Given exercise - Identify every row below that contains the word "door" and copy each of those rows in full.

(Object position labeling entries)
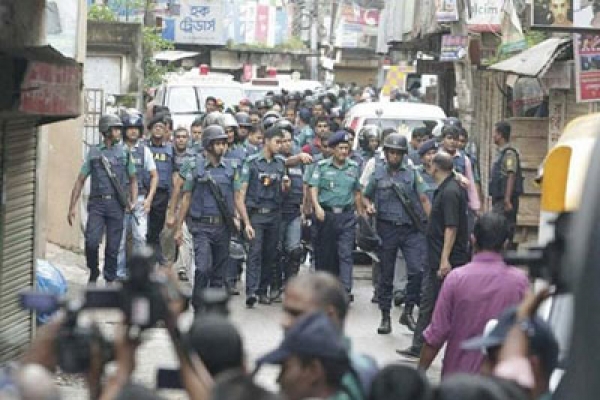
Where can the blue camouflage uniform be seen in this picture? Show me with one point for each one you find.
(397, 230)
(104, 210)
(263, 203)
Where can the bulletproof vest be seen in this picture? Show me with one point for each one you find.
(203, 203)
(460, 164)
(180, 158)
(497, 185)
(100, 182)
(293, 197)
(163, 157)
(264, 185)
(388, 205)
(143, 177)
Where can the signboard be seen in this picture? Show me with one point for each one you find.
(50, 89)
(454, 47)
(587, 66)
(446, 11)
(565, 14)
(486, 15)
(62, 17)
(196, 22)
(357, 27)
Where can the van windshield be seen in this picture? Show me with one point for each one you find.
(182, 99)
(403, 126)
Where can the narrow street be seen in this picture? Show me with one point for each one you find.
(259, 328)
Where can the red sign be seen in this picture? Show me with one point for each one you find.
(587, 66)
(50, 89)
(262, 23)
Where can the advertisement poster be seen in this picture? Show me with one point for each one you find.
(446, 11)
(61, 26)
(566, 14)
(197, 22)
(454, 47)
(587, 67)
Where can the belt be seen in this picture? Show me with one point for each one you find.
(102, 197)
(338, 210)
(262, 210)
(218, 220)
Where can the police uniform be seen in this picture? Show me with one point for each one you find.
(144, 163)
(206, 223)
(336, 234)
(104, 210)
(263, 203)
(397, 230)
(164, 158)
(507, 161)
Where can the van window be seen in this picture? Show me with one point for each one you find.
(403, 126)
(182, 99)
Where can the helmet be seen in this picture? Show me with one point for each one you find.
(367, 133)
(212, 133)
(243, 119)
(228, 121)
(395, 141)
(132, 121)
(213, 118)
(108, 121)
(367, 238)
(285, 125)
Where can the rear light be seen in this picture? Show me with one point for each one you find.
(354, 124)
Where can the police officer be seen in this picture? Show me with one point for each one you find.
(258, 197)
(506, 182)
(162, 152)
(395, 226)
(147, 179)
(104, 209)
(204, 218)
(335, 194)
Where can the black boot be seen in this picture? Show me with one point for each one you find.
(407, 318)
(385, 327)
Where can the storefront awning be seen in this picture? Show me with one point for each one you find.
(536, 61)
(174, 55)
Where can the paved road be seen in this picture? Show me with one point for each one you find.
(259, 327)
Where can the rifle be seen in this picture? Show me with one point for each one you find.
(121, 196)
(409, 207)
(221, 204)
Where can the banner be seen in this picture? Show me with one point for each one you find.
(587, 67)
(197, 22)
(454, 47)
(446, 11)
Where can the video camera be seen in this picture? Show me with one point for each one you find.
(546, 262)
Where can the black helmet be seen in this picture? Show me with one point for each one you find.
(395, 141)
(367, 133)
(243, 119)
(132, 121)
(367, 238)
(285, 125)
(109, 121)
(212, 133)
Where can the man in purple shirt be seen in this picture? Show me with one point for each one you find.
(471, 296)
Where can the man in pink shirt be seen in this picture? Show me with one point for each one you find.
(471, 296)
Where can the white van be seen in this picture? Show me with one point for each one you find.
(402, 116)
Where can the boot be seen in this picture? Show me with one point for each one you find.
(385, 328)
(407, 318)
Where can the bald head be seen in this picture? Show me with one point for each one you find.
(315, 292)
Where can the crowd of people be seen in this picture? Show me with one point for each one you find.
(258, 189)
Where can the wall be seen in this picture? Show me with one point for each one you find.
(61, 157)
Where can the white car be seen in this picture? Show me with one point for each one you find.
(404, 117)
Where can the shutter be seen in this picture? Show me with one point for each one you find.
(18, 155)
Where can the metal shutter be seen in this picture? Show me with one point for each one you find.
(18, 155)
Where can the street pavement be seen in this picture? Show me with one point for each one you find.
(259, 327)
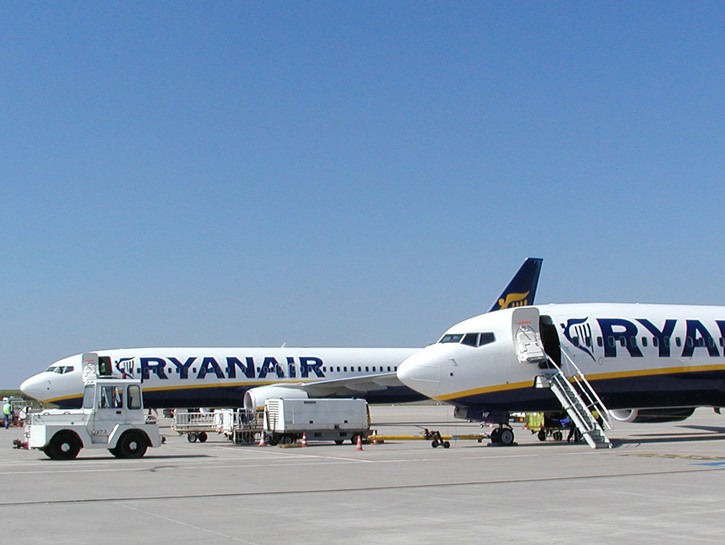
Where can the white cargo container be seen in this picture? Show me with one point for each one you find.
(285, 420)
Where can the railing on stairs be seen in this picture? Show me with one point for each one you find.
(580, 401)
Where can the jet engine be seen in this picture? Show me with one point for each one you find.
(651, 416)
(255, 397)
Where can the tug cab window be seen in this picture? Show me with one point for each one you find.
(134, 396)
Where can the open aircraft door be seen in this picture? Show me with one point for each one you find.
(526, 336)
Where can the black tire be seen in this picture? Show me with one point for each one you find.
(65, 445)
(506, 437)
(132, 444)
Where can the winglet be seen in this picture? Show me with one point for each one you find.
(522, 288)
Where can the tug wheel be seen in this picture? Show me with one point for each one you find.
(132, 444)
(65, 445)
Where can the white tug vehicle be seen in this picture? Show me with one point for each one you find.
(112, 417)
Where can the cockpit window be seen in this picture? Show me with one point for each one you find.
(60, 369)
(478, 339)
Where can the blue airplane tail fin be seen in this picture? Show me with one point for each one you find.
(522, 288)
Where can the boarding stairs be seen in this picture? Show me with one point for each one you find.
(579, 400)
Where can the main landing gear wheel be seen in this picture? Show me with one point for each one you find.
(506, 437)
(502, 436)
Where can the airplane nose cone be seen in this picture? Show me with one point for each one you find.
(36, 387)
(421, 373)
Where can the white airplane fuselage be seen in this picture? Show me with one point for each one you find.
(217, 377)
(634, 355)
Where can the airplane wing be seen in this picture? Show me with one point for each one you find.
(347, 386)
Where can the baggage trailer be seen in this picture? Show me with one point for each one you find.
(286, 420)
(197, 425)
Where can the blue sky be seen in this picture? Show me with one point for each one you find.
(347, 174)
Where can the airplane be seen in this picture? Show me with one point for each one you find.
(646, 362)
(224, 377)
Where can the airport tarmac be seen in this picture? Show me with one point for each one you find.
(662, 483)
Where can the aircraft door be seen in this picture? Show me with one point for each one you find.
(526, 337)
(550, 341)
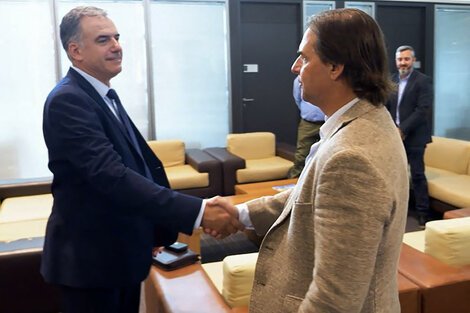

Task response -
Where can the open aircraft door be seen in this picture? Show me with one point for each one you find.
Where can the aircraft door be seen in this picture? Show me with one point for each one you find.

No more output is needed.